##### DATA FOR THIS TASK

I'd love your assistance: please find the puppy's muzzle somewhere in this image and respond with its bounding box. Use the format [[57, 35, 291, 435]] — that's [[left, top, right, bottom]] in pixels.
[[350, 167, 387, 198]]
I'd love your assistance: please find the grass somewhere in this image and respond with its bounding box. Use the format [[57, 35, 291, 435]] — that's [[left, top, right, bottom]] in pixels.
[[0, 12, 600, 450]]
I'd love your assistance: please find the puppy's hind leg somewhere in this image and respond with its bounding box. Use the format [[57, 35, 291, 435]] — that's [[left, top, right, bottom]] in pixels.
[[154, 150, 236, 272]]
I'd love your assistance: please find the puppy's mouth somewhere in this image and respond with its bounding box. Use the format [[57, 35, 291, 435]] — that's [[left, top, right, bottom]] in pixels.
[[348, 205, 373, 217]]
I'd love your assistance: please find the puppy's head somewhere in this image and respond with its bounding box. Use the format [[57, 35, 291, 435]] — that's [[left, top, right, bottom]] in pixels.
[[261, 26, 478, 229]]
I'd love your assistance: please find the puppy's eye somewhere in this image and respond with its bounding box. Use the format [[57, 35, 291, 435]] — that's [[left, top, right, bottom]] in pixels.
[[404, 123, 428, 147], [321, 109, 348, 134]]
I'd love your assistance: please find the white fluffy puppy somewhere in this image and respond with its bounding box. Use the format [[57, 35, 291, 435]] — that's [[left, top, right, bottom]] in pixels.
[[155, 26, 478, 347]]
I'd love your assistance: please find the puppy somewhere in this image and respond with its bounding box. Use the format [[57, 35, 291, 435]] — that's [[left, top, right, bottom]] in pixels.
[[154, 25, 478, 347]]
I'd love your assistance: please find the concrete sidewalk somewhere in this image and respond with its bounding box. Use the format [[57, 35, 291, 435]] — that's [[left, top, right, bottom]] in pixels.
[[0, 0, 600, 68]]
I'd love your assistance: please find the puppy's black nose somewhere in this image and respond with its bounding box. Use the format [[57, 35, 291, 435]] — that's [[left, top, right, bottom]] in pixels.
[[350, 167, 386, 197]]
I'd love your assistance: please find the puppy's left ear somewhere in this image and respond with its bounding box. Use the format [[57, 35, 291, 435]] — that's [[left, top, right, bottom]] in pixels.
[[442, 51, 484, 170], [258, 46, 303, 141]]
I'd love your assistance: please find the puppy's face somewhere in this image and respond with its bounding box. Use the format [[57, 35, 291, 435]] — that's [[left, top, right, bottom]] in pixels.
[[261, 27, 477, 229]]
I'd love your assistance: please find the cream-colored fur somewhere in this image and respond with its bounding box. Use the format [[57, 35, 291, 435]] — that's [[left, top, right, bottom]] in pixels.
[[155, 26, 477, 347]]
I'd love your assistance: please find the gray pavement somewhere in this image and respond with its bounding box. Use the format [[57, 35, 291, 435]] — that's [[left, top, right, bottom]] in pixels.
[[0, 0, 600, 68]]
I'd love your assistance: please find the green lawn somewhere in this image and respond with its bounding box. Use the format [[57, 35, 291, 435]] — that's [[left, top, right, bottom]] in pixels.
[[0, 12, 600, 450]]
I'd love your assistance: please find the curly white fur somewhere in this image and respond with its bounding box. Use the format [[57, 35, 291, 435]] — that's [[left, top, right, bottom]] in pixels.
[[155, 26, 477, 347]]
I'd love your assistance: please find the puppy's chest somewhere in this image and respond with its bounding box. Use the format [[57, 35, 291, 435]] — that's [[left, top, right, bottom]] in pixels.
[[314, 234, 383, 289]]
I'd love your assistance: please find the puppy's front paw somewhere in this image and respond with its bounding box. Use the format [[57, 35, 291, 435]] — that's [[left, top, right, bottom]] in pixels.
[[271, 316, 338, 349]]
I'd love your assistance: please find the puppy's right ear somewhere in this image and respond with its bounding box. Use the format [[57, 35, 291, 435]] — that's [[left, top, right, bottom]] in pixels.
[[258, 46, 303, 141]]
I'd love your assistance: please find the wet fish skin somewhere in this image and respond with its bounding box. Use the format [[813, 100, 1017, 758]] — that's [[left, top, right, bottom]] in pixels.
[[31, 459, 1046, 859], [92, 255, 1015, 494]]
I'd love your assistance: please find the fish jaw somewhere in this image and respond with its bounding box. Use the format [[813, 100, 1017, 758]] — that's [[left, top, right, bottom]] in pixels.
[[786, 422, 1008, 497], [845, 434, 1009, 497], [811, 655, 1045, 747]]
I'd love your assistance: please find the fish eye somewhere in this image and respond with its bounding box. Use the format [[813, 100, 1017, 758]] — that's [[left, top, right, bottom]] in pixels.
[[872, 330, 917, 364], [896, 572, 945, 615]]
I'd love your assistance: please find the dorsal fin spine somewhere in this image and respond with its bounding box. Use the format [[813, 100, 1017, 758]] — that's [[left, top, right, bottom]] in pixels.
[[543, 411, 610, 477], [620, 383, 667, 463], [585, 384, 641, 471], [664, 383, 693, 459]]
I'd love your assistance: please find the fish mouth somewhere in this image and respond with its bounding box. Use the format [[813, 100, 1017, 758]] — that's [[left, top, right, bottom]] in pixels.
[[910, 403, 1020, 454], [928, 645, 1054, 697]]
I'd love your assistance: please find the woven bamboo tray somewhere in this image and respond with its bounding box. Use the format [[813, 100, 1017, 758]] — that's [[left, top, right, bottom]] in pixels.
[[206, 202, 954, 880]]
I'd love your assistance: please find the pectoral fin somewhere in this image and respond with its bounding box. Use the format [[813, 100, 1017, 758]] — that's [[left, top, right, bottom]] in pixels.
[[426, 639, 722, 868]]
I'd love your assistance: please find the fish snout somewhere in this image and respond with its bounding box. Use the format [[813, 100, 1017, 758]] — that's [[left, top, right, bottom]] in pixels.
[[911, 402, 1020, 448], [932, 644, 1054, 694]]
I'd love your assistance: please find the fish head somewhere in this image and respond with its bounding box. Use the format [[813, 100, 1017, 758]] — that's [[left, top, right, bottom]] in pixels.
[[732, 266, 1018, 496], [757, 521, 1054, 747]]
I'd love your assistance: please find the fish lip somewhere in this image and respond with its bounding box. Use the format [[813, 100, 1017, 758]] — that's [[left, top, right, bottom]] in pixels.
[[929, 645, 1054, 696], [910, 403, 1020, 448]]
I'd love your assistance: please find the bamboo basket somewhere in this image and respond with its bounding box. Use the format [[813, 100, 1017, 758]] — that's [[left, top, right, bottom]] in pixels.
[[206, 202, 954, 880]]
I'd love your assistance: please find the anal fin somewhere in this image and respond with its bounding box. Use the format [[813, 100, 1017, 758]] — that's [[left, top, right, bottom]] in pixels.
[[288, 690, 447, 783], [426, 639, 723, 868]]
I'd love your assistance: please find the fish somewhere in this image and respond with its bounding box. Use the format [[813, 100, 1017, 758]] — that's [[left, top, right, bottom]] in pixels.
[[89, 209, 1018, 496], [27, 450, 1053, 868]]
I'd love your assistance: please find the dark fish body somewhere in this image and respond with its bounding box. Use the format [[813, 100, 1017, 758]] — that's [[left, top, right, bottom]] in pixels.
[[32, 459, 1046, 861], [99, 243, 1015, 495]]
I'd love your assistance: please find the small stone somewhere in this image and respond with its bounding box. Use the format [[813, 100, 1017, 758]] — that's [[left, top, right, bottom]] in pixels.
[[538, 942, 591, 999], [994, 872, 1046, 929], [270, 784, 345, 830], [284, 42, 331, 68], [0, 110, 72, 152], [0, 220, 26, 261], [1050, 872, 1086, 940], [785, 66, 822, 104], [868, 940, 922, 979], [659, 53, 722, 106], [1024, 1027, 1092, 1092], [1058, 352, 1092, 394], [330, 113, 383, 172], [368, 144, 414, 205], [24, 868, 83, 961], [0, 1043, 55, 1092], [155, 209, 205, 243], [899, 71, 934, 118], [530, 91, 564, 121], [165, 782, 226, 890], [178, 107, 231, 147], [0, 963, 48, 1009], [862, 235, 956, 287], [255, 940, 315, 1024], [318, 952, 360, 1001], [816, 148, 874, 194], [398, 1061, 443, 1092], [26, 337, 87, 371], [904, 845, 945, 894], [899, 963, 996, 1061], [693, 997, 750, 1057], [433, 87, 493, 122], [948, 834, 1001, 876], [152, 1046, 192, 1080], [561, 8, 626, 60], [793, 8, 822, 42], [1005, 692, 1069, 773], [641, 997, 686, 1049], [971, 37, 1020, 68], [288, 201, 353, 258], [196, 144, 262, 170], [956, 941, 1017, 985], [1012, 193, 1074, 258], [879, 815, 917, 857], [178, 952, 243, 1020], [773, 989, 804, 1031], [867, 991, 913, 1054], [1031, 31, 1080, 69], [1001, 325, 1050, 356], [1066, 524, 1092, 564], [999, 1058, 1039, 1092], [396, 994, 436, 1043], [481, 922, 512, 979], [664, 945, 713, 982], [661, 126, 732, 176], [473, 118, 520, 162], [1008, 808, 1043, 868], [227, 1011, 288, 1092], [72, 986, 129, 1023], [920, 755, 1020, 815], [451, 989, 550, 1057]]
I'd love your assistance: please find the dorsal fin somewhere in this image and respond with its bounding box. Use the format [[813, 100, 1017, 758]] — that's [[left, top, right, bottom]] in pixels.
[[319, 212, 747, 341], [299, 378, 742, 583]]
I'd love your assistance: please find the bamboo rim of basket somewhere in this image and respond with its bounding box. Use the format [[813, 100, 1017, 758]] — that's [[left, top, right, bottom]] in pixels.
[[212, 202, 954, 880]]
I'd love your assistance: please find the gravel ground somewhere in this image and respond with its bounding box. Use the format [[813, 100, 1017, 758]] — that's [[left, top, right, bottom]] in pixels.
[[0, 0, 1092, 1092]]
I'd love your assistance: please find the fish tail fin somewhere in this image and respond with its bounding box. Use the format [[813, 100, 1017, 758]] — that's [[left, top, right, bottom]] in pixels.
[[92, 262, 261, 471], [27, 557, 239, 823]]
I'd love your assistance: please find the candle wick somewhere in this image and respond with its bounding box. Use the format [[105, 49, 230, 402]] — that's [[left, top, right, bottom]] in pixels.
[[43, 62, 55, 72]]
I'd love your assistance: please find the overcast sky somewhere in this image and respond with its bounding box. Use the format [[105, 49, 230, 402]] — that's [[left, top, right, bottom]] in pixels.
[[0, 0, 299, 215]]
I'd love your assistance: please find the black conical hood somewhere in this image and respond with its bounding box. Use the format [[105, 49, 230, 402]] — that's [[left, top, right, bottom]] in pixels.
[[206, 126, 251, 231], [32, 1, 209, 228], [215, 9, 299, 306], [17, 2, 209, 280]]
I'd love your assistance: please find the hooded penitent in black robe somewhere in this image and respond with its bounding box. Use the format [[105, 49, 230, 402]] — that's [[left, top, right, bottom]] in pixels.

##########

Rewrite the part that opens with the line containing "I'd love your assistance: please find the fish tail" and closes with the line containing "2, 209, 280]]", keeping the requests as they are and shifting every bounding-box coordinate in the answers up by 100. Leave the format samples inside the requests unchanged.

(REPLY):
I'd love your assistance: please find the fish tail fin somewhere in this image and respond with its bounding box. Use the format [[813, 100, 1017, 758]] — that's [[left, top, right, bottom]] in pixels.
[[192, 362, 361, 571], [127, 657, 339, 923]]
I'd love your assistance: please find the candle wick somewhere in this image and respond with its bounding box. Use the format [[105, 49, 230, 402]] — that's [[left, top, right, bottom]] in pixels.
[[143, 162, 155, 172]]
I'd love your assistance: please find the overcast sky somewhere in this image and respond with its bounding box. Use the format [[105, 49, 230, 402]] — that's [[left, top, right, bottom]] in pixels.
[[100, 100, 399, 315]]
I'd love your assistance: please find the black conical hood somewhere in this image and respond with its bounding box. Use the format [[105, 49, 230, 402]] — that's [[left, top, right, bottom]] in pixels.
[[306, 226, 351, 331], [132, 101, 309, 328], [315, 109, 399, 406], [117, 102, 309, 380]]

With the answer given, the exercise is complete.